And Water Company v. Keyes

Decision Date01 October 1877
Citation96 U.S. 199,24 L.Ed. 656
CourtU.S. Supreme Court

ERROR to the Circuit Court of the United States for the District of California.

This was a suit in the nature of a bill in equity, commenced July 29, 1876, in a State court of California, by Keyes, the owner of certain agricultural lands situated on Bear River, against the Little York Gold-Washing and Water Company, and others, the plaintiffs in error, who were engaged in hydraulic mining upon the highlands adjacent to that river and its tributaries, to restrain them from depositing the tailings and debris from their several mines in the channel of the river. The defendants demurred to the complaint; and, before the term at which the cause could be first tried, filed their petition, accompanied by the necessary bond, for the removal of the suit to the Circuit Court of the United States for the District of California, under the provisions of the act of March 3, 1875 (18 Stat. 470). The material parts of the petition, which was otherwise in due form, are as follows:——

'Your petitioners further represent that they are the owners of certain extensive and valuable gold-bearing placer mines, situated in the counties of Placer and Nevada, in said State of California, which they claim under the laws of the United States, and are engaged in working the same by what is known as the hydraulic process of mining; that said hydraulic process necessarily requires the employment of large heads or streams of water, used through pipes or hose, under heavy pressure, for the purpose of loosening or washing the gold-bearing earth and gravel contained in said mining claims into large flumes, where the gold is separated from the earth by the action of the water, and is retained. That the gold in said claim is distributed in very fine particles throughout the entire gravel deposit, and cannot be obtained in any other manner, nor can said mining claims of your petitioners be worked in any other manner save by said hydraulic process; that in working said mines your petitioners necessarily deposit in the channels of the Bear River and its tributaries large quantities of tailings from said mines; that the said Bear River and its tributaries are the natural and only outlets for said hydraulic gold-mines; and your petitioners claim the right to work, use, and operate said mines, and, in so doing, to use the channels of Bear River and its tributaries as a place of deposit for their said tailings, under the provisions of the act of Congress of the United States, entitled 'An Act granting the right of way to ditch and canal owners over the public lands, and for other purposes,' passed July 26, 1866, and the act amendatory thereof, passed July 9, 1870, and the 'Act to promote the development of the mining resources of the United States,' passed May 10, 1872, and other laws of the United States.

Source data:
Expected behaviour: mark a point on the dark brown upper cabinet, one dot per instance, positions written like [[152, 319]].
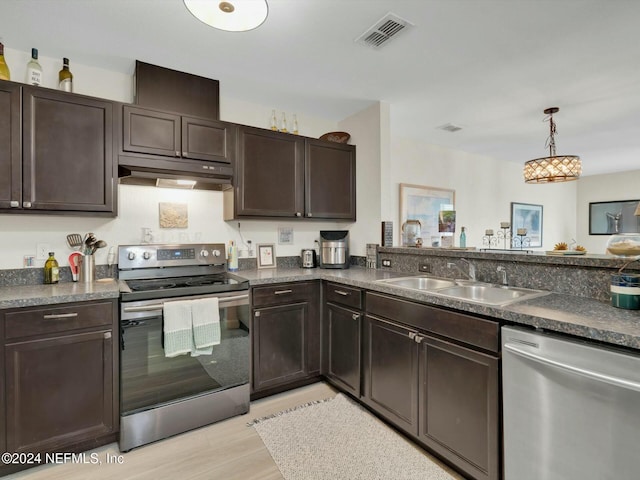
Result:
[[283, 175], [66, 159], [330, 180], [154, 132]]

The tasks:
1) From the hydraulic mining case above, copy the passage starting with "Decision Date01 October" and going on through "District of California.".
2) In the hydraulic mining case above, in which two California counties are the petitioners' placer mines located?
3) Pick up the hydraulic mining case above after its last sentence and write the next part.

Answer set:
1)
Decision Date01 October 1877
Citation96 U.S. 199,24 L.Ed. 656
CourtU.S. Supreme Court

ERROR to the Circuit Court of the United States for the District of California.

2) Placer and Nevada counties.

3)
'That said action arises under, and that its determination will necessarily involve and require the construction of, the laws of the United States above mentioned, as well as the pre-emption laws of the United States. That the mines of your petitioners are of great value, to wit, of an aggregate value of not less than ten millions of dollars; and that if your petitioners are prevented from using the said channels of Bear River and its tributaries as outlets for their said tailings and water, their said mines will be thereby rendered wholly valueless.'

The State court accepted the petition and bond, and transferred the suit; but the Circuit Court remanded it, on the ground that no real or substantial controversy, properly within the jurisdiction of that court, appeared to be involved. To obtain a review of this action of the Circuit Court, the present writ of error has been brought, under the provision of sect. 5 of the act of 1875, which gives authority for that purpose.

Mr. S. M. Wilson for the plaintiffs in error.

Although the construction of the act of March 3, 1875 (18 Stat. 470), under which the removal of this cause was ordered, has not been judicially settled, the sixth article of the Constitution, which differs from it only in not limiting the jurisdiction of the surts of the United States to cases of a civil nature, has been the subject of repeated decisions. Martin v. Hunter's Lessee, 1 Wheat. 304; Cohens v. Virginia, 6 id. 264; Osborne et al. v. The Bank of the United States, 9 id. 738. And the case at bar seems to be within their principles.

Another argument in favor of the jurisdiction of the Circuit Court is found in the fact that, if the case should proceed in the State court, it may eventually be brought here by the defendants, should a decision adverse to their rights under the acts of Congress be rendered. Delmas v. Insurance Company, 14 Wall. 661; Hall v. Jordan, 15 id. 393; Crapo v. Kelly, 16 id. 610.

Mr. Montgomery Blair, contra.

MR. CHIEF JUSTICE WAITE delivered the opinion of the court.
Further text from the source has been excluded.